## [WHAT YOU NEED TO DO]
In the records below, please retype word for word every line from the one containing "the yellow sleeve" through the final one, both included, and nothing else.

(DATA PROVIDED begins)

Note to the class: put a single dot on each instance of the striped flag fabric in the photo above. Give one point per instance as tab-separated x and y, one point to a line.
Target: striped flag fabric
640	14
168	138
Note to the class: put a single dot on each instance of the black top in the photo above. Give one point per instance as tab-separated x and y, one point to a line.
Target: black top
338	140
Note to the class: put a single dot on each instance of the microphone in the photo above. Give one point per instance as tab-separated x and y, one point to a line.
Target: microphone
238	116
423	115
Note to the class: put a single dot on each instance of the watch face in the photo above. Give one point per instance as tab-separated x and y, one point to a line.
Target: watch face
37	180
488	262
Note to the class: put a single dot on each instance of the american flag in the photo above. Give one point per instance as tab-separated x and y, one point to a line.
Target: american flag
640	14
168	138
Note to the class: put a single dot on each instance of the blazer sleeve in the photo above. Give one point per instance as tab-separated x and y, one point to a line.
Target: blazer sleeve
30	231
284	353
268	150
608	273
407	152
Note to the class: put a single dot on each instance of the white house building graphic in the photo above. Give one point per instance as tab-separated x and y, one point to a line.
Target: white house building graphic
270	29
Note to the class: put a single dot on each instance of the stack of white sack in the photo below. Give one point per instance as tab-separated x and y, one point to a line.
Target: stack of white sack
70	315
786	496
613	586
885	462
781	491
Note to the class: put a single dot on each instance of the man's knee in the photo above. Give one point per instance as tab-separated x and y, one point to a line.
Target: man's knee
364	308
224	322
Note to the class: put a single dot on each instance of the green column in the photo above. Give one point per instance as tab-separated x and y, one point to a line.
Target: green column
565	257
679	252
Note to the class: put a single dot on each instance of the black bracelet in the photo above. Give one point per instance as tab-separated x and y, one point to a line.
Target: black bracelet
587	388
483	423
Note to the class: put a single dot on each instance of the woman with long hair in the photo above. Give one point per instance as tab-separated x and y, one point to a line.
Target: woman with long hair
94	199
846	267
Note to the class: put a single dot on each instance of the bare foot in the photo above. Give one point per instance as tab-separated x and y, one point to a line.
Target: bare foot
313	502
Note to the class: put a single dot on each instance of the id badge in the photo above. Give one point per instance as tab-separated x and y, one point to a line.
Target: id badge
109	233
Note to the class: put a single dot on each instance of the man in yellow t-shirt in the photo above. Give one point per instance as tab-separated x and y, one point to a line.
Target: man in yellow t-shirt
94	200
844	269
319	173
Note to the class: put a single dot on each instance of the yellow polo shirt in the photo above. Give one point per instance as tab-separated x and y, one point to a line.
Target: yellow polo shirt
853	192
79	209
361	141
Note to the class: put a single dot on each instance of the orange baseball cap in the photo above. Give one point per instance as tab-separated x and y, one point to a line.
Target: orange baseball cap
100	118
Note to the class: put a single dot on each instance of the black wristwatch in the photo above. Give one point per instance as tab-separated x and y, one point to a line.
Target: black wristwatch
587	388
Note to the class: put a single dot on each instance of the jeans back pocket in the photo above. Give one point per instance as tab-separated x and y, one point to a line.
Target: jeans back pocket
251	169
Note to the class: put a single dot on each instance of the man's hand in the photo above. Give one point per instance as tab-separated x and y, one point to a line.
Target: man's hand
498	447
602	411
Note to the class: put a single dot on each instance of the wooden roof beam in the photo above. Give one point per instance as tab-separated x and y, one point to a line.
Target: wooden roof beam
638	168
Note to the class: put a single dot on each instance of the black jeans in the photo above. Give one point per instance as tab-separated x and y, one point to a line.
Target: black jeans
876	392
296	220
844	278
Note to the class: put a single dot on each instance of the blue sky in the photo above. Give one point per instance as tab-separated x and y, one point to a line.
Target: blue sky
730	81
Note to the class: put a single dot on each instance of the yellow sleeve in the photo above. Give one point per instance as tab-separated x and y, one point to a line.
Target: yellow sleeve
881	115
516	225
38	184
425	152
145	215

(DATA PROVIDED ends)

## [WRITTEN ANSWER]
Note to the class: put a single dot on each instance of the yellow sleeve in the photo above. Give one point per instance as tab-separated x and y, one point to a line.
Target: yellow sleeve
881	115
516	225
38	184
425	152
145	215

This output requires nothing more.